▽
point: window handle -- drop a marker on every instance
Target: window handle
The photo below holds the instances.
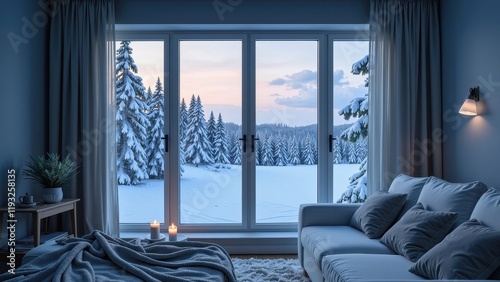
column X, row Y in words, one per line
column 166, row 142
column 244, row 139
column 330, row 142
column 253, row 142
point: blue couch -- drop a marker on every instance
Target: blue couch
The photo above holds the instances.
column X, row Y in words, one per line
column 332, row 246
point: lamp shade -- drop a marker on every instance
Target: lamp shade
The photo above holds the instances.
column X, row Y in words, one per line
column 468, row 108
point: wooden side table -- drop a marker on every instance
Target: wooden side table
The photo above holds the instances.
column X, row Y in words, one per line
column 41, row 211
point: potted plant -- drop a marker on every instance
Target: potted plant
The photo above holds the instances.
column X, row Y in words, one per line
column 51, row 173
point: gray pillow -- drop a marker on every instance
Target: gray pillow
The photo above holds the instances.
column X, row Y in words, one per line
△
→ Stated task
Please put each line of the entries above into a numbered list, skipping any blank lines. Leave the pictures out of your answer.

→ Result of this task
1. point: window handle -- drop a marker on every instance
2. Target: window handle
3. The photo below holds the instances.
4. column X, row Y in words, one per line
5. column 166, row 142
6. column 244, row 139
7. column 330, row 142
8. column 253, row 142
9. point: blue couch -- drop a marker on every instance
10. Target: blue couch
11. The photo above holds the instances.
12. column X, row Y in words, one per line
13. column 332, row 246
14. point: lamp shade -- drop a marker on every instance
15. Target: lamp shade
16. The photo above holds the instances.
17. column X, row Y in words, one per line
18. column 468, row 108
19. point: wooden side table -- drop a marker on every instance
20. Target: wooden side table
21. The photo above holds the instances.
22. column X, row Y in words, one per line
23. column 41, row 211
24. point: potted plant -- drop a marker on every instance
25. Target: potted plant
26. The photo above holds the instances.
27. column X, row Y in words, one per line
28. column 51, row 173
29. point: gray pillow -- drop a marker on every instance
30. Target: gray pillow
31. The photo above holds the instances.
32. column X, row Y in words, one per line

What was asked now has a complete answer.